◆ Activity ◆
Copy each line from the entries that the word "hair" appears in.

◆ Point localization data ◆
- Opening Delimiter -

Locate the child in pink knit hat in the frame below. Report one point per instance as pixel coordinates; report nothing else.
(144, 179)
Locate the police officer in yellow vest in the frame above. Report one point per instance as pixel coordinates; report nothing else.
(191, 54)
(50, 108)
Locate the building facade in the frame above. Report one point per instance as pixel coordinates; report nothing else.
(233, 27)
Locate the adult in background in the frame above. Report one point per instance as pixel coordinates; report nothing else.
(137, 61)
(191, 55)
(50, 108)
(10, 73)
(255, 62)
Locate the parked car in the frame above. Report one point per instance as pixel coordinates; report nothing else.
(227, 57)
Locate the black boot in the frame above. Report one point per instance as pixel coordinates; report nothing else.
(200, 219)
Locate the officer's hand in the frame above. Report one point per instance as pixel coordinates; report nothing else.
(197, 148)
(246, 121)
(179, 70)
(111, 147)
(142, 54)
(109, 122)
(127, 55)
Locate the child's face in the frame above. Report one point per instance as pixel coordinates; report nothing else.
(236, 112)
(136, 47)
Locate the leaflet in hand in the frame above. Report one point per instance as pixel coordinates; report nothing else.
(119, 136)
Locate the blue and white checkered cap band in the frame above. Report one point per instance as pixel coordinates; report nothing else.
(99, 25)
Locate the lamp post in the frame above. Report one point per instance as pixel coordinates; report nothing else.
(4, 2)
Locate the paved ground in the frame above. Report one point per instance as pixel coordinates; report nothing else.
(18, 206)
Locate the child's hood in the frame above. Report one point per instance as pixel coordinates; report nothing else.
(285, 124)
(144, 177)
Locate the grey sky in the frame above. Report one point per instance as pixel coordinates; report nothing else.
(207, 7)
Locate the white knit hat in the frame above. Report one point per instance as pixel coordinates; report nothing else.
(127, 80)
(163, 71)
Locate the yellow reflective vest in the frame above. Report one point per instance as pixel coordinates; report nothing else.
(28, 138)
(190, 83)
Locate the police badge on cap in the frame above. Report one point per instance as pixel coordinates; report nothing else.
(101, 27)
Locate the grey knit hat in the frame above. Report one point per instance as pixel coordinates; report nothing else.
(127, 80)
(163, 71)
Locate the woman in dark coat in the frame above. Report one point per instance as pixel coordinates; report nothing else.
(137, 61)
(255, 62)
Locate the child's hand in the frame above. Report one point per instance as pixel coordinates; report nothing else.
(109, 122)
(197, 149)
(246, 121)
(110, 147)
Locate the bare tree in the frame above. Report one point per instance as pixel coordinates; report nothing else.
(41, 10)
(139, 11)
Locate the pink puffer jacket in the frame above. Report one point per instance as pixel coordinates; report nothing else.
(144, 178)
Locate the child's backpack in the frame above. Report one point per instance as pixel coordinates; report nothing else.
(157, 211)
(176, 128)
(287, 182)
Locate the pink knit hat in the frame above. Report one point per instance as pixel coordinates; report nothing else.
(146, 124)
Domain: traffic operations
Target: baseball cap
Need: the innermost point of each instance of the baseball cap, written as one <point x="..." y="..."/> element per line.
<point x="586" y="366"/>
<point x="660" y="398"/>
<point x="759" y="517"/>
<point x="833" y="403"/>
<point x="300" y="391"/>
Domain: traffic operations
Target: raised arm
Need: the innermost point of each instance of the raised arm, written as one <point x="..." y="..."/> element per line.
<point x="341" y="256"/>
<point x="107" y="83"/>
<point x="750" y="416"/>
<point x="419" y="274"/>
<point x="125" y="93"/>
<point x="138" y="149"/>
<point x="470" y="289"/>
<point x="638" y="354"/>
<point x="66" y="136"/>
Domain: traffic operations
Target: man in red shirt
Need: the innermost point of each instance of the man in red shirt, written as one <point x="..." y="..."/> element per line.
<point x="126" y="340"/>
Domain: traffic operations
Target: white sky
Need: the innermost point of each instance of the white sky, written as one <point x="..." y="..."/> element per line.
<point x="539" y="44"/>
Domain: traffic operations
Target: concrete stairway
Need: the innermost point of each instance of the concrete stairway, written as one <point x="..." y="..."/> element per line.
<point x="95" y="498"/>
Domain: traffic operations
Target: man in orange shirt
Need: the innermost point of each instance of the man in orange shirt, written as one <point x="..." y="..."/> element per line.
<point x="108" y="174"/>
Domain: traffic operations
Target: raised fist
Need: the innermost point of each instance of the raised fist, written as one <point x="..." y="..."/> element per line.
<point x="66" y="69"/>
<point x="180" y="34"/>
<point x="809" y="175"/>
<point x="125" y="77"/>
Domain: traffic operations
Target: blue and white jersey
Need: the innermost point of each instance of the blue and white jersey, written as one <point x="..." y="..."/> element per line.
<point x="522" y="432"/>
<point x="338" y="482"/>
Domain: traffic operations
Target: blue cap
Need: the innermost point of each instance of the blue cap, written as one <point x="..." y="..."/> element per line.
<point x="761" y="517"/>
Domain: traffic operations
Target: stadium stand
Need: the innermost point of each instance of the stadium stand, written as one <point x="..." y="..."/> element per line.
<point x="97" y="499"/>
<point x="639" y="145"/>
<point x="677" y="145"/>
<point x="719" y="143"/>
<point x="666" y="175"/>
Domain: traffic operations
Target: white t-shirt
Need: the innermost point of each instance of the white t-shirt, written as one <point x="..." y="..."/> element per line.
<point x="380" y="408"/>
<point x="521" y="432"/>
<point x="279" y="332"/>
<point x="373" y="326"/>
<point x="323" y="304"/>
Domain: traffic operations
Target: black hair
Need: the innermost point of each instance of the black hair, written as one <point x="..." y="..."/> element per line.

- Closing Delimiter -

◆ Task answer ◆
Target: black hair
Need: the innermost point of each instance of the black hair, written as one <point x="..." y="..."/> element per line.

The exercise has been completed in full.